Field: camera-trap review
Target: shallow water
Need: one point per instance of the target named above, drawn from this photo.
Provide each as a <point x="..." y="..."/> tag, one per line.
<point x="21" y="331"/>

__Work instruction__: The whole listing above needs to be written out again exactly.

__Task output__:
Field: camera-trap review
Target: shallow water
Need: one point per instance of the target named above, drawn from this photo.
Provide each as a <point x="..." y="..."/> tag, one per line.
<point x="21" y="331"/>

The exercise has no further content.